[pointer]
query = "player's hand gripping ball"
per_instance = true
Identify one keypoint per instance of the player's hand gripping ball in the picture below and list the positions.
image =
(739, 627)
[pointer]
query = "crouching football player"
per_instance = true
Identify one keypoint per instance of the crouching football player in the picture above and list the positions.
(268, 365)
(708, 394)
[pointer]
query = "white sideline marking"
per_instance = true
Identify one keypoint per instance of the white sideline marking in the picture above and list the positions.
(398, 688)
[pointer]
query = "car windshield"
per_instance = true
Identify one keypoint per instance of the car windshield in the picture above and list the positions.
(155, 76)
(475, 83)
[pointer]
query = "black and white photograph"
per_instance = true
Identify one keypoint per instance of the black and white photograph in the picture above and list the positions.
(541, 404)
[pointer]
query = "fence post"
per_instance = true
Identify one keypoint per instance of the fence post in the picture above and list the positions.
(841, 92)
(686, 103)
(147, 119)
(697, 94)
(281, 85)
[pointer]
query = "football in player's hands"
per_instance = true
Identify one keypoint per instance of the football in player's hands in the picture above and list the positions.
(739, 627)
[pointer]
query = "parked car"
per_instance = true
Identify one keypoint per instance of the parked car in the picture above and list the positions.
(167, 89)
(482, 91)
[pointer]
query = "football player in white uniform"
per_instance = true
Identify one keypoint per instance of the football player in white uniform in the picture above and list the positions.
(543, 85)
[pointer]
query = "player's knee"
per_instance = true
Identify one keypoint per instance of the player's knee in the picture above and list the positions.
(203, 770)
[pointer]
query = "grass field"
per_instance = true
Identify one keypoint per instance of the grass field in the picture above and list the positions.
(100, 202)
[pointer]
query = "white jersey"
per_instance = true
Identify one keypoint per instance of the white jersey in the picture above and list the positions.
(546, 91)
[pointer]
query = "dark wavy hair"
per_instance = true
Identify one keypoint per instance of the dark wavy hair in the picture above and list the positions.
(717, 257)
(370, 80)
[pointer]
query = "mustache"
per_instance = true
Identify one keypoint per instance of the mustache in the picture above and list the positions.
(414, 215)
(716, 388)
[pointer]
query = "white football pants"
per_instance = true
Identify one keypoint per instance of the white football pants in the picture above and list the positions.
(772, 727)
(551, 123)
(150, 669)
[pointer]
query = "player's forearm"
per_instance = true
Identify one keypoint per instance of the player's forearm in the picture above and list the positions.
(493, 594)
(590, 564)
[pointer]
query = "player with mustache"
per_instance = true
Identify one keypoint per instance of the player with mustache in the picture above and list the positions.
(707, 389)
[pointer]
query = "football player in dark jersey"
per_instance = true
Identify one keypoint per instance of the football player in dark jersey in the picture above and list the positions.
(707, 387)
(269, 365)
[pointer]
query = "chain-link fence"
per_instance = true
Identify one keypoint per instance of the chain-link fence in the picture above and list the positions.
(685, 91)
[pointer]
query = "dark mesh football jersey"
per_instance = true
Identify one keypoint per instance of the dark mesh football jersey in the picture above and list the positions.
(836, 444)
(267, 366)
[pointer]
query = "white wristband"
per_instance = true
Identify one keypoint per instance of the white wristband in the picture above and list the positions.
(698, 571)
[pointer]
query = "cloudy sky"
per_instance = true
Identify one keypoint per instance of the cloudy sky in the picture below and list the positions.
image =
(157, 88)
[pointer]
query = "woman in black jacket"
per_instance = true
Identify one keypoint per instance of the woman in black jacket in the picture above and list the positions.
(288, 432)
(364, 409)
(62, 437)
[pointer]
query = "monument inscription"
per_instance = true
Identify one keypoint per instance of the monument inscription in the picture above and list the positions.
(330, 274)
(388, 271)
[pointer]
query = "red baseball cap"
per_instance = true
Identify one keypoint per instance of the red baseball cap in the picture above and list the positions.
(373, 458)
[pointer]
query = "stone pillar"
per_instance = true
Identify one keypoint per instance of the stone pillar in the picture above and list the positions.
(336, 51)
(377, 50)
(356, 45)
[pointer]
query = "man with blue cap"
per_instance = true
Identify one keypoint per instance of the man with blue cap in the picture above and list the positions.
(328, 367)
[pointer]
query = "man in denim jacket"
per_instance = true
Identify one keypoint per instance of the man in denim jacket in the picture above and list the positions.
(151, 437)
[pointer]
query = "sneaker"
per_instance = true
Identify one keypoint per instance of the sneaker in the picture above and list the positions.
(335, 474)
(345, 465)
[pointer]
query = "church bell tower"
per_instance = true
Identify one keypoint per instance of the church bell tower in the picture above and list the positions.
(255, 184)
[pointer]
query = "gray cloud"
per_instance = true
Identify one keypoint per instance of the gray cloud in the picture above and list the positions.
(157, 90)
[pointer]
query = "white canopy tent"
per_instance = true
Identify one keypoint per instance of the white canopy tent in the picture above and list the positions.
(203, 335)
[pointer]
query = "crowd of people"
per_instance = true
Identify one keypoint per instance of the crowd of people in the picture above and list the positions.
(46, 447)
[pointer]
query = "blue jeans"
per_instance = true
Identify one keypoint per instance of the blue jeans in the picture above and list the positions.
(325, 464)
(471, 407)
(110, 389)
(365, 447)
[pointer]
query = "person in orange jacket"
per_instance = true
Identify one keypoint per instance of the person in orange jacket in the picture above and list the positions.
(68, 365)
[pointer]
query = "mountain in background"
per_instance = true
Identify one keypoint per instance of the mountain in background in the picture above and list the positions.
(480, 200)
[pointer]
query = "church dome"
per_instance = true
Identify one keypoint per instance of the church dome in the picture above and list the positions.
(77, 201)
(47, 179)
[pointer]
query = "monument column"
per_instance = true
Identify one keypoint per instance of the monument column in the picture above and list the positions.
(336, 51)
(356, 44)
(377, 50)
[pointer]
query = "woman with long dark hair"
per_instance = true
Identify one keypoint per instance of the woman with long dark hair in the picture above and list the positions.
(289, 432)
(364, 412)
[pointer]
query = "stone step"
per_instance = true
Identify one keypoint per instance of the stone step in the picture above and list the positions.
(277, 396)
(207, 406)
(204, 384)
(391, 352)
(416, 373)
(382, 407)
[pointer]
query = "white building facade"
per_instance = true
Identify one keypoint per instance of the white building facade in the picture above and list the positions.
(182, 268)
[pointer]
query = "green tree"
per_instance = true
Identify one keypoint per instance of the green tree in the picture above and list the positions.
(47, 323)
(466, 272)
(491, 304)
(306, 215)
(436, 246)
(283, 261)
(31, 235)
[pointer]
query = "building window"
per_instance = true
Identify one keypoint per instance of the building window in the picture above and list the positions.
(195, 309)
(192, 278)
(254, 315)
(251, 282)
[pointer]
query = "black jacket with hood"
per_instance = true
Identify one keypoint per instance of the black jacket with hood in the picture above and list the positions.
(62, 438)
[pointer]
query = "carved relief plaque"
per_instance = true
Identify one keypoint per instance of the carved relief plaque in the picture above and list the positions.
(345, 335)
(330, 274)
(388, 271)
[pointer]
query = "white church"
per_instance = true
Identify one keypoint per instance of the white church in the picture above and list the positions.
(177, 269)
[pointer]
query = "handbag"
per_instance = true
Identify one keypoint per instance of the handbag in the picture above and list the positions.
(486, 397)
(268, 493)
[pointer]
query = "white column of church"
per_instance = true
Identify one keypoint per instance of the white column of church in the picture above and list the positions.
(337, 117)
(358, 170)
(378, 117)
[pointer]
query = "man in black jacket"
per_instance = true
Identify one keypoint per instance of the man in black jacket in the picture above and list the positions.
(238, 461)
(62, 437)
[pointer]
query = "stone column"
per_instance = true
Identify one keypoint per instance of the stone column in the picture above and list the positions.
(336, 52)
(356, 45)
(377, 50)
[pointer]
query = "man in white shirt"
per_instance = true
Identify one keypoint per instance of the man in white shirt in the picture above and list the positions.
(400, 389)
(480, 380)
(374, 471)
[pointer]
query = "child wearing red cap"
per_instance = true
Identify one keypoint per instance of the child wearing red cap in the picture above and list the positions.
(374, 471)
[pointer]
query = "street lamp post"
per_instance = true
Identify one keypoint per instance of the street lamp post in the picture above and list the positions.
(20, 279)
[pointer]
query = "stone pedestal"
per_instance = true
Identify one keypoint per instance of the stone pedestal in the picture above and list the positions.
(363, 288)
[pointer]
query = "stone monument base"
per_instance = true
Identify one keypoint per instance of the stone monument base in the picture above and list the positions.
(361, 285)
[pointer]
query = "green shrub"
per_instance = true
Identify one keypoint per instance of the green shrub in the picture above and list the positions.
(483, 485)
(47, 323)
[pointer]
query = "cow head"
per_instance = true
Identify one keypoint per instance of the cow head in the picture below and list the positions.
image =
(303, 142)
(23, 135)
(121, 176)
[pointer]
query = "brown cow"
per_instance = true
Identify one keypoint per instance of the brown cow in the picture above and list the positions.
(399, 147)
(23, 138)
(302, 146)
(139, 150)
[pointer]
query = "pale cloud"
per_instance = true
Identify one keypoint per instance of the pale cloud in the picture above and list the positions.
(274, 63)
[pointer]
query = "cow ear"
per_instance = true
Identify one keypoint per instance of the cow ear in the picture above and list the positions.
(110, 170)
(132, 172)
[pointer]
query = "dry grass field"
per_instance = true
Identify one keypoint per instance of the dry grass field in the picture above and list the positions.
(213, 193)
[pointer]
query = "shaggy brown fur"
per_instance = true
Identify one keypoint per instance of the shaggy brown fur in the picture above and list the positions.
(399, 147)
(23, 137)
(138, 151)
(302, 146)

> What to produce
Which lines of the records contain the word "window"? Gather every one of them and copy each line in full.

> Response
query = "building window"
Identify one keypoint per instance of the building window in the picture above and list the positions.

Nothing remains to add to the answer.